Render every line of the listing below as a numbered list, and leave out the blank lines.

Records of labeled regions
BEGIN

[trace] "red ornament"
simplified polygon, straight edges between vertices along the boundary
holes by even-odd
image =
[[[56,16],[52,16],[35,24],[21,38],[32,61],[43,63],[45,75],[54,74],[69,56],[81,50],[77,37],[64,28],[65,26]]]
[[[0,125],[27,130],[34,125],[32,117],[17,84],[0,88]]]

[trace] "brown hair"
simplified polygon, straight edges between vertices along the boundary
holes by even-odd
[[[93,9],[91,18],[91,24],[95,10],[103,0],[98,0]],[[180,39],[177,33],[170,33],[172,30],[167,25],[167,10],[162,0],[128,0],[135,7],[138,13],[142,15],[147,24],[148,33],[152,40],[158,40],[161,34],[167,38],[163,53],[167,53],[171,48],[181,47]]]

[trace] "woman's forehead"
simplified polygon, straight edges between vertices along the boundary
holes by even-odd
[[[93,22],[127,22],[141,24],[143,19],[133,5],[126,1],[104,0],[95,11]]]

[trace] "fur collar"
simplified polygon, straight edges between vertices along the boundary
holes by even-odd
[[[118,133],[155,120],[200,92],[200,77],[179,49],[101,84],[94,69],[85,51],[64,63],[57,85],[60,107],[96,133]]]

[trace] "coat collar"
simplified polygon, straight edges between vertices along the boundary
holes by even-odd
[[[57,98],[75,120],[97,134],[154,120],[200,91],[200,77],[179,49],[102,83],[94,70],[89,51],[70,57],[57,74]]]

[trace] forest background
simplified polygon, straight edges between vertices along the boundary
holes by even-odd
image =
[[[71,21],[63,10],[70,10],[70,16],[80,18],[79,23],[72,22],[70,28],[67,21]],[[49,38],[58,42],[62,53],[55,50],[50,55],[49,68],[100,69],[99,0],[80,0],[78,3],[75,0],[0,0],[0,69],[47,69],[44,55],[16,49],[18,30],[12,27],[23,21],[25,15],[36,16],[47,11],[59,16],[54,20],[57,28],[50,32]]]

END

SOLVED EXERCISE >>
1. [trace] "red ornament"
2. simplified polygon, straight edges between vertices along the boundary
3. holes by even-odd
4. image =
5. [[[56,16],[52,16],[35,24],[21,38],[32,61],[43,63],[45,75],[54,74],[69,56],[81,50],[77,37],[64,28],[65,26]]]
6. [[[0,125],[27,130],[34,125],[32,117],[17,84],[0,88]]]
7. [trace] "brown hair"
8. simplified polygon, straight edges between vertices along the boundary
9. holes by even-odd
10. [[[93,9],[91,18],[91,24],[95,10],[103,0],[98,0]],[[180,39],[177,33],[170,33],[172,30],[167,25],[167,10],[162,0],[128,0],[135,7],[138,13],[142,15],[147,24],[148,33],[152,40],[158,40],[161,34],[167,38],[163,53],[167,53],[171,48],[181,47]]]
11. [trace] "woman's forehead"
12. simplified polygon, straight edges between vertices along the boundary
13. holes by even-odd
14. [[[93,22],[127,22],[141,24],[143,19],[133,5],[126,1],[104,0],[95,11]]]
15. [trace] "fur collar"
16. simplified polygon, straight edges between vertices along the boundary
17. holes by even-odd
18. [[[118,133],[155,120],[200,92],[200,77],[179,49],[101,84],[94,69],[85,51],[64,63],[57,85],[60,107],[96,133]]]
19. [trace] "coat collar"
20. simplified polygon, straight edges between vertices along the boundary
21. holes by even-odd
22. [[[57,98],[75,120],[97,134],[154,120],[200,91],[200,77],[179,49],[102,83],[94,70],[89,51],[70,57],[57,74]]]
23. [trace] forest background
24. simplified polygon, straight edges between vertices along the boundary
25. holes by even-odd
26. image =
27. [[[71,21],[63,10],[70,10],[70,16],[80,18],[79,23],[72,22],[70,28],[67,21]],[[49,38],[58,42],[62,53],[55,50],[50,55],[49,68],[100,69],[99,0],[80,0],[78,3],[75,0],[0,0],[0,69],[47,69],[44,55],[16,49],[18,30],[12,27],[23,21],[25,15],[36,16],[47,11],[59,16],[54,20],[57,28],[50,32]]]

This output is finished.